Problem description:
Copy exactly the lines that run from the line containing "Target: rice plant" to the end of the material below, both ends included.

The data:
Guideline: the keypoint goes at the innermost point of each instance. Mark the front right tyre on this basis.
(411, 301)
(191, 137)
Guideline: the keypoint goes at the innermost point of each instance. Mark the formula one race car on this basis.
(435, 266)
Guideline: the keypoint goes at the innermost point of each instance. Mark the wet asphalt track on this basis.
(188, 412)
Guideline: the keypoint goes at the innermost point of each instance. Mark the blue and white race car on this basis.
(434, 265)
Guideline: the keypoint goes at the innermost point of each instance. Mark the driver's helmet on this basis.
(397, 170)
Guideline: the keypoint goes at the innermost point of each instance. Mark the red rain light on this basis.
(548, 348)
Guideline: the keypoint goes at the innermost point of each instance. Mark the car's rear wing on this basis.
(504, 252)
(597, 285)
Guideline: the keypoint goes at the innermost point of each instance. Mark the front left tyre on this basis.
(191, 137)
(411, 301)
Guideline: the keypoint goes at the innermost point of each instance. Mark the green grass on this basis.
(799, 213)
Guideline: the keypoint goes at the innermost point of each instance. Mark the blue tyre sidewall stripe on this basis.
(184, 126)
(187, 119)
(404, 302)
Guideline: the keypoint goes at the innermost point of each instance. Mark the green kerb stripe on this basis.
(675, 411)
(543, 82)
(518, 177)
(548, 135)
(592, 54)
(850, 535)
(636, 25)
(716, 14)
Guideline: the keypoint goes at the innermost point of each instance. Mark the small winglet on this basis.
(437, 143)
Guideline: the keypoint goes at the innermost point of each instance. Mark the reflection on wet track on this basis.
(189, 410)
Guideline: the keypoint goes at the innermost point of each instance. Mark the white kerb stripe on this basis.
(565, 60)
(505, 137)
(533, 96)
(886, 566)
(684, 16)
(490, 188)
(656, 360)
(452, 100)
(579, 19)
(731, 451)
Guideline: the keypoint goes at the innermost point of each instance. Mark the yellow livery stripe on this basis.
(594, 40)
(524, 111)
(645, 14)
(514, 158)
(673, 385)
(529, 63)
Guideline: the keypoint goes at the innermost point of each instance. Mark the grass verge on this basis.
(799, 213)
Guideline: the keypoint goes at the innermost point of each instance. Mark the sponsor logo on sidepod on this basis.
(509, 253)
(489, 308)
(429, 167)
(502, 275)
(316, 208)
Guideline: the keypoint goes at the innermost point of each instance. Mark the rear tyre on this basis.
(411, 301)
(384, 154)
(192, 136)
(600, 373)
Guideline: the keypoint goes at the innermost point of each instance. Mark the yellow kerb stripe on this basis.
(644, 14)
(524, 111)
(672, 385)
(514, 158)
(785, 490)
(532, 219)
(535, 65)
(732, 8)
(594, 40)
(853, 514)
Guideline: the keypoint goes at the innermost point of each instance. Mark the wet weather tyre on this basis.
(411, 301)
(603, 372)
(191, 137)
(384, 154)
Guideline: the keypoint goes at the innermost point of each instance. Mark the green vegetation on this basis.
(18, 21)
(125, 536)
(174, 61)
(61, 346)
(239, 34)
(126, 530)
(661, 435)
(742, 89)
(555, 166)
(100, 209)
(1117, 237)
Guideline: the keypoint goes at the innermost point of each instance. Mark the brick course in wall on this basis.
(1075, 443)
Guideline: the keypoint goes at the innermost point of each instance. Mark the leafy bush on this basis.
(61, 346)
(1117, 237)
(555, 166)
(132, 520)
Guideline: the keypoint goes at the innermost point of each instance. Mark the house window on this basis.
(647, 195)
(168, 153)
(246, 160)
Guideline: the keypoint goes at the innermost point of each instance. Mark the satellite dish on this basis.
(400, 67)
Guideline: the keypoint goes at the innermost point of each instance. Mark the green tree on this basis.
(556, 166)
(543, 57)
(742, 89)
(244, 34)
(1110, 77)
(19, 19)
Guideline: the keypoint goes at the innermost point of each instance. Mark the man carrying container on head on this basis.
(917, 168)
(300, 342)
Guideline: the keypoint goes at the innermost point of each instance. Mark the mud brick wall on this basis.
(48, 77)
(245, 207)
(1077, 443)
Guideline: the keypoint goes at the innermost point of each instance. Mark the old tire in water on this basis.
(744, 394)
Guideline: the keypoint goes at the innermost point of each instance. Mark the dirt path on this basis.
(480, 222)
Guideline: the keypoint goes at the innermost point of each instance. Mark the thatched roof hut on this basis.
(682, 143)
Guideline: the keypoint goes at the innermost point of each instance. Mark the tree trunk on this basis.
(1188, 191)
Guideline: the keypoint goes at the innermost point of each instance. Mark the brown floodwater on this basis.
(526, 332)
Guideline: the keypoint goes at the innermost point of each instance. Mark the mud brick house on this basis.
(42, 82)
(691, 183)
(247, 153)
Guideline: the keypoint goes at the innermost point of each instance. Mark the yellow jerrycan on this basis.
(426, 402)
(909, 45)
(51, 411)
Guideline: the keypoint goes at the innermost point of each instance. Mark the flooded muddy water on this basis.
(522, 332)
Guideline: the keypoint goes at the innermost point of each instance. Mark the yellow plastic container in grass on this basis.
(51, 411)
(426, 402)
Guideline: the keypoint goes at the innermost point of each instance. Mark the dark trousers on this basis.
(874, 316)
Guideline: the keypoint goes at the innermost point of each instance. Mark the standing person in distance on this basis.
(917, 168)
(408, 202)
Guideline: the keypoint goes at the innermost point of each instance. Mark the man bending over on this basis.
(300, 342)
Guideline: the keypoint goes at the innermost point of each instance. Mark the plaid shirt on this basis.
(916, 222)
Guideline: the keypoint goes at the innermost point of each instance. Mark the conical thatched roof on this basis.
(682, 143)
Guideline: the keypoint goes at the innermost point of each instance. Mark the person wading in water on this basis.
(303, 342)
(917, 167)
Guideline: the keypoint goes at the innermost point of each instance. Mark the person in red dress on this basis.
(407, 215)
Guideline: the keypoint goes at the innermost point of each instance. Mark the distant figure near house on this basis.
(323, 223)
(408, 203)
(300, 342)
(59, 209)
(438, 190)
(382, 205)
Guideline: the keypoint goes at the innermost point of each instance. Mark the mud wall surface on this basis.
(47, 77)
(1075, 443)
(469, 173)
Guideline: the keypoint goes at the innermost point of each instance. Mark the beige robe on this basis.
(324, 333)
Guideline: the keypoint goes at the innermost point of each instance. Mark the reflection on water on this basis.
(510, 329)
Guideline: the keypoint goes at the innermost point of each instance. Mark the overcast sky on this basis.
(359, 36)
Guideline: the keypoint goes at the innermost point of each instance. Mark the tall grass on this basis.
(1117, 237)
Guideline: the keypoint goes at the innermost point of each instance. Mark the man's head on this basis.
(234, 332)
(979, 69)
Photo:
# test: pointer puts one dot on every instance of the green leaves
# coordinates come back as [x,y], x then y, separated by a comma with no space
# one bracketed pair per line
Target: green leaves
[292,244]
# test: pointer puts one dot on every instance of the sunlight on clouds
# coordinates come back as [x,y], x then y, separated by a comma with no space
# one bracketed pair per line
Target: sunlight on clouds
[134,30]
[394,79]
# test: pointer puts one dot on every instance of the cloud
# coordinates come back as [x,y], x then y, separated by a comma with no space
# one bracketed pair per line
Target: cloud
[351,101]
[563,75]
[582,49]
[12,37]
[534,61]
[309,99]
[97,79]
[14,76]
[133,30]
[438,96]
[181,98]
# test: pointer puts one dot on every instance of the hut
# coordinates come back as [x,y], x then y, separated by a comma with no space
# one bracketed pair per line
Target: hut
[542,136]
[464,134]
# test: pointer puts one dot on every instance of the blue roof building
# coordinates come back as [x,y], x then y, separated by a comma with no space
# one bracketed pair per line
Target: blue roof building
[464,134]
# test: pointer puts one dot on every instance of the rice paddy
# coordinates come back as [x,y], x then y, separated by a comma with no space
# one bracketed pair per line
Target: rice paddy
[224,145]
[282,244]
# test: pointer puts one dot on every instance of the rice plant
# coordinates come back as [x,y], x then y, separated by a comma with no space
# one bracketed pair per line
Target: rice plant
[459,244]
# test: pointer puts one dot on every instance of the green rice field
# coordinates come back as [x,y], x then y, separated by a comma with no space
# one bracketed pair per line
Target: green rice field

Solution:
Target: rice plant
[459,244]
# test: pointer puts one dot on every instance of the green rice field
# coordinates come back as [x,y], x then y, separated by a comma with no space
# one bracketed pair per line
Target: green rice field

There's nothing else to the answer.